- _Exercise inputs_:
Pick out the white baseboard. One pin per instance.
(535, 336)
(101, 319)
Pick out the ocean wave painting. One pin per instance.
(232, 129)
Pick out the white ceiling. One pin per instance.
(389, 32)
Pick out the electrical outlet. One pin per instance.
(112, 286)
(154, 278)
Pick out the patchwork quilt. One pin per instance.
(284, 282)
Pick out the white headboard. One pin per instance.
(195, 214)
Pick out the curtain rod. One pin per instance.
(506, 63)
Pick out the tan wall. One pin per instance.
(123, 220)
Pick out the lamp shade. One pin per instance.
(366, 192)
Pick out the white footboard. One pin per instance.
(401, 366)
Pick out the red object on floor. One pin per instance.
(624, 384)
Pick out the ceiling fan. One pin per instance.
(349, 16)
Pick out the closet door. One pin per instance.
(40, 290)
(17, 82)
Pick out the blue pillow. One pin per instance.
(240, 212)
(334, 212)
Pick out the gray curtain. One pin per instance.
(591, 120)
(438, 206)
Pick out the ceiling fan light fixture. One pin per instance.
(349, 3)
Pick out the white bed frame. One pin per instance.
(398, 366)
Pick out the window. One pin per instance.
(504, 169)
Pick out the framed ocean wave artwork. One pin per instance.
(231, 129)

- _Work instructions_:
Scale every point coordinate in the rows above by 2.5, rounding to whole numbers with halves going up. Give all the rows again, requests included.

- _Solution for this problem_:
Pick out the white baseboard. One pin per instance.
(1338, 840)
(253, 798)
Pick out the ocean wave painting. One pin per instance.
(580, 323)
Pick out the white ceiling. One pin per instance.
(973, 80)
Pick out the electrical outlet. One pin per instance.
(280, 715)
(385, 695)
Pick out the patchwork quilt. One pin per instance.
(710, 705)
Pick out the white headboard. One pin per instance.
(488, 535)
Pick out the curtain rod. One pin per instance.
(1265, 158)
Pick out the tan wall. One pin per instance.
(308, 550)
Pick out the lamp shade. One pin per instance.
(915, 480)
Pick out the white footboard. One pin per instance.
(1003, 915)
Pick out the red object on floor. One pin per instance.
(1560, 960)
Pick out the ceiling fan. One pin per instance.
(873, 40)
Pick out the closet door. One pin per instance.
(100, 725)
(43, 205)
Pick out the blue pillow. One pin per instance.
(600, 530)
(835, 530)
Pick out the gray curtain. One pin per instance.
(1478, 300)
(1095, 515)
Pick out the ceiling fan light fixture. One pin per instance.
(873, 8)
Pick out the white bed frame. One pin per instance.
(995, 915)
Pick out the window. One pin per instance.
(1260, 423)
Pick out the framed ocean wave artwork. One pin per instance.
(578, 323)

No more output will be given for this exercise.